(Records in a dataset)
┄┄┄┄┄┄

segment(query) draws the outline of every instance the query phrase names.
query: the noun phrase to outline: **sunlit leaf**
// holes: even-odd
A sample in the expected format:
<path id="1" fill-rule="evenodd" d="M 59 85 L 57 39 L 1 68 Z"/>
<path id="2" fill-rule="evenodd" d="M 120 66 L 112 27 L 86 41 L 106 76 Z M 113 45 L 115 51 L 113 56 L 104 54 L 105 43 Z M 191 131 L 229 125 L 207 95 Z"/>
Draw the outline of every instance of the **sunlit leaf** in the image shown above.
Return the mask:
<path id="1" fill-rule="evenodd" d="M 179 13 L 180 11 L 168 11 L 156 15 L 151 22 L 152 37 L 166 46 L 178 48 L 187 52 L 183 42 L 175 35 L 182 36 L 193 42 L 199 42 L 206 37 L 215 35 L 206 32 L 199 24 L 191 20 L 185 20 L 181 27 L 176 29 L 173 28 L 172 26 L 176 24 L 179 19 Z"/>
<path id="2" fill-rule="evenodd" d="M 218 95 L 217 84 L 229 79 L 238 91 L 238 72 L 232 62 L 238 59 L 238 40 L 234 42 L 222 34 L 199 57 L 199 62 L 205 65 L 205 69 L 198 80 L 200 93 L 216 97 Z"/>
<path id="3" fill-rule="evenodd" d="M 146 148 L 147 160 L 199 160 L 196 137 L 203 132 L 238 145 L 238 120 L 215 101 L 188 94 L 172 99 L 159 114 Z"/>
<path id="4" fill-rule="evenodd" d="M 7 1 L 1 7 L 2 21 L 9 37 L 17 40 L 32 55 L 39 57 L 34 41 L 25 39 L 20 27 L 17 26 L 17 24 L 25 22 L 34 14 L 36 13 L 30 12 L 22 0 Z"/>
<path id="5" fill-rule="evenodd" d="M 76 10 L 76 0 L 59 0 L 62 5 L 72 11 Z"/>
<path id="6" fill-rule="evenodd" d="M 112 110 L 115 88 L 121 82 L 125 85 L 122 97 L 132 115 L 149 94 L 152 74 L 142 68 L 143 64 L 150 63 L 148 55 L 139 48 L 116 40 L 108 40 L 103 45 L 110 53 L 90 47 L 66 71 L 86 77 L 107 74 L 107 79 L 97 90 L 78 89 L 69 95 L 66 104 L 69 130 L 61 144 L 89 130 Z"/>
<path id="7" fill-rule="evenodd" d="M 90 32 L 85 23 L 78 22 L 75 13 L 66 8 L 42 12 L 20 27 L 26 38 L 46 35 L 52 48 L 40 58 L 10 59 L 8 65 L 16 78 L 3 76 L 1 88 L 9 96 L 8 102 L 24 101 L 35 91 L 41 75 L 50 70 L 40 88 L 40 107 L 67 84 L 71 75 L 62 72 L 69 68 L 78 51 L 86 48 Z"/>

┄┄┄┄┄┄

Put the whole listing into a two-column CSV with the headers instruction and output. Each text and its answer share one row, each field is in double quotes, and line breaks become spaces.

instruction,output
"segment(query) draws the outline of every instance the query phrase names. query: the noun phrase to outline: **sunlit leaf** // holes: even-odd A sample in the expected format: <path id=""1"" fill-rule=""evenodd"" d=""M 59 85 L 57 39 L 1 68 Z""/> <path id=""2"" fill-rule=""evenodd"" d=""M 120 66 L 112 27 L 86 41 L 106 76 Z M 113 45 L 115 51 L 113 56 L 104 54 L 105 43 Z M 191 131 L 229 125 L 207 95 Z""/> Draw the outline of every instance of the **sunlit leaf** in the image shown above. Return the mask:","<path id=""1"" fill-rule=""evenodd"" d=""M 179 13 L 180 11 L 168 11 L 156 15 L 151 22 L 152 37 L 166 46 L 178 48 L 187 52 L 183 42 L 175 35 L 182 36 L 193 42 L 199 42 L 206 37 L 215 35 L 206 32 L 199 24 L 191 20 L 185 20 L 181 27 L 176 29 L 173 28 L 172 26 L 176 24 L 179 19 Z""/> <path id=""2"" fill-rule=""evenodd"" d=""M 218 95 L 217 84 L 229 79 L 238 91 L 238 72 L 232 62 L 238 59 L 238 40 L 234 42 L 222 34 L 199 57 L 199 62 L 205 65 L 205 69 L 198 80 L 200 93 L 216 97 Z""/> <path id=""3"" fill-rule=""evenodd"" d=""M 146 148 L 147 160 L 199 160 L 196 137 L 203 132 L 238 145 L 238 120 L 215 101 L 188 94 L 172 99 L 159 114 Z""/> <path id=""4"" fill-rule=""evenodd"" d=""M 7 1 L 1 7 L 2 21 L 9 37 L 17 40 L 32 55 L 39 57 L 34 41 L 25 39 L 20 27 L 17 26 L 17 24 L 25 22 L 34 14 L 36 13 L 30 12 L 22 0 Z""/> <path id=""5"" fill-rule=""evenodd"" d=""M 76 10 L 76 0 L 59 0 L 62 5 L 72 11 Z""/> <path id=""6"" fill-rule=""evenodd"" d=""M 112 110 L 115 88 L 121 82 L 125 85 L 122 97 L 132 115 L 149 94 L 152 74 L 142 68 L 143 64 L 150 63 L 148 55 L 139 48 L 116 40 L 108 40 L 103 45 L 110 53 L 90 47 L 66 71 L 86 77 L 107 74 L 107 79 L 97 90 L 78 89 L 69 95 L 66 104 L 69 130 L 61 144 L 89 130 Z""/> <path id=""7"" fill-rule=""evenodd"" d=""M 90 32 L 85 23 L 78 22 L 75 13 L 66 8 L 42 12 L 20 27 L 26 38 L 46 35 L 52 48 L 40 58 L 10 59 L 8 65 L 16 78 L 3 76 L 1 88 L 9 96 L 8 102 L 24 101 L 35 91 L 41 75 L 50 70 L 40 88 L 40 107 L 67 84 L 71 75 L 62 72 L 69 68 L 78 51 L 86 48 Z""/>"